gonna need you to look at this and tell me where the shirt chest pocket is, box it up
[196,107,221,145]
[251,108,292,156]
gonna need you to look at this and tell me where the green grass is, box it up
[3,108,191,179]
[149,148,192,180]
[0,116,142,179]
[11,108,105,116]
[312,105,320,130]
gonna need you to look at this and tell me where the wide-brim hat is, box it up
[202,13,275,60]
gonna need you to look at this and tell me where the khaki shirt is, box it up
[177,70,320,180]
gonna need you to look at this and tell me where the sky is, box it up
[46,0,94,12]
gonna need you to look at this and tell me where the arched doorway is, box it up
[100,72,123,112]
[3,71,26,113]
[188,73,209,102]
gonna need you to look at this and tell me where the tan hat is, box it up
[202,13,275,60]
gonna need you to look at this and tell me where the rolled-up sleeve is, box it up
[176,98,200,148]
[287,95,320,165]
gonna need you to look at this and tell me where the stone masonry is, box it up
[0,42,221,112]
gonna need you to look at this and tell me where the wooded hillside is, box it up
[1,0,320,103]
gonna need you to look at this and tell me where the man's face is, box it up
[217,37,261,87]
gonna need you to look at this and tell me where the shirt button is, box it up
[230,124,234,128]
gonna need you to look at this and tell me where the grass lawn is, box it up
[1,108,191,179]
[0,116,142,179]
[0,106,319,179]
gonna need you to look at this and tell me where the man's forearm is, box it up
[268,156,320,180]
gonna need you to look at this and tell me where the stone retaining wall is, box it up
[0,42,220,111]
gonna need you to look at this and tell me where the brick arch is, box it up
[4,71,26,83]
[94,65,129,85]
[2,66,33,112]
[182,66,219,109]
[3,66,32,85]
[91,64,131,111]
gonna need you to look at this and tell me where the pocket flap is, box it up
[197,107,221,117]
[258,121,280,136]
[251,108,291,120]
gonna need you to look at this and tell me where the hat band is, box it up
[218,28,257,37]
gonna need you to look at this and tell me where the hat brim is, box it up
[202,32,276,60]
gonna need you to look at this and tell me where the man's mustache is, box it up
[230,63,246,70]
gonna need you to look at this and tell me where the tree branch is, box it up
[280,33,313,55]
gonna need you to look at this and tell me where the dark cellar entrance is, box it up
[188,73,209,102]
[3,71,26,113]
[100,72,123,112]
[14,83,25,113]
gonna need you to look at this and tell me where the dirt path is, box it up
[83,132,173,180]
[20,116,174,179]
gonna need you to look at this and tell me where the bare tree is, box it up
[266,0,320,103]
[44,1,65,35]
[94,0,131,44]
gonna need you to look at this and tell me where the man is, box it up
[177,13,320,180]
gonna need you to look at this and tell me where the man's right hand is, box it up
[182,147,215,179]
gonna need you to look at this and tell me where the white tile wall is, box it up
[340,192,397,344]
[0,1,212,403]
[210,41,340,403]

## Brief
Transcribe the entries exactly, and make each line match the original.

## Result below
gonna need you to look at this and tell me where the shirt chest pocket is, box it up
[196,107,221,145]
[251,108,292,156]
gonna need you to look at this and tell me where the green grass is, box it up
[3,108,191,179]
[149,148,192,180]
[0,116,142,179]
[11,108,105,116]
[312,105,320,130]
gonna need you to look at this and tell me where the wide-brim hat is, box it up
[202,13,275,60]
gonna need you to look at this and tell me where the khaki shirt is, box it up
[177,70,320,180]
gonna need you to look at this and tell me where the sky is, box it up
[46,0,94,12]
gonna need you to look at this and tell me where the arched doorway is, box it up
[100,72,123,112]
[3,71,26,113]
[188,73,209,102]
gonna need you to look at this and tell me where the tan hat is, box it up
[202,13,275,60]
gonna need you to look at this and tell me where the rolled-up sleeve is, box it up
[176,98,200,148]
[287,95,320,165]
gonna need you to look at this and tell me where the stone masonry is, box it up
[0,42,221,112]
gonna need you to look at this and tell me where the wooded hillside is, box it up
[1,0,320,103]
gonna need you to look at this and tell me where the man's face is, box it up
[217,37,261,87]
gonna need you to look at this and tell me where the shirt button is, box it up
[230,124,234,128]
gonna need you to look at this and tell me where the grass lawn is, box it up
[1,108,191,179]
[0,116,142,179]
[0,106,319,179]
gonna need you to look at this and tell me where the man's forearm is, box it up
[268,156,320,180]
gonna need you to look at this and tell me where the stone retaining wall is, box it up
[0,42,220,111]
gonna need you to look at this and tell me where the brick arch is, box it up
[4,71,26,83]
[94,65,129,85]
[2,66,33,112]
[182,66,219,109]
[3,66,32,85]
[91,64,131,111]
gonna need you to look at this and tell me where the pocket flap is, box it up
[197,107,221,117]
[258,121,280,136]
[251,108,291,120]
gonna need you to look at this and tell me where the hat band is, box it up
[218,28,257,37]
gonna need you to look at this and tell me where the hat brim is, box it up
[202,32,276,60]
gonna need you to look at this and tell me where the man's mustache is, box it up
[230,63,246,70]
gonna need you to look at this and tell me where the tree branch is, box it up
[280,33,313,55]
gonna need you to look at this and tell me where the dark cellar entrance is, box it up
[188,73,209,102]
[3,71,26,113]
[100,72,123,112]
[14,83,25,113]
gonna need you to look at this and tell me where the dirt path is, box it up
[83,132,173,180]
[20,116,174,179]
gonna need you to look at this and tell me where the bare tree is, box it up
[266,0,320,103]
[44,1,65,35]
[94,0,131,44]
gonna need you to look at this and tell me where the man is, box it up
[177,13,320,180]
gonna need you to look at this and tell me where the man's right hand is, box it up
[182,147,215,179]
gonna need you to look at this and tell me where the white tile wall is, box it up
[340,192,397,344]
[0,1,212,403]
[210,41,340,403]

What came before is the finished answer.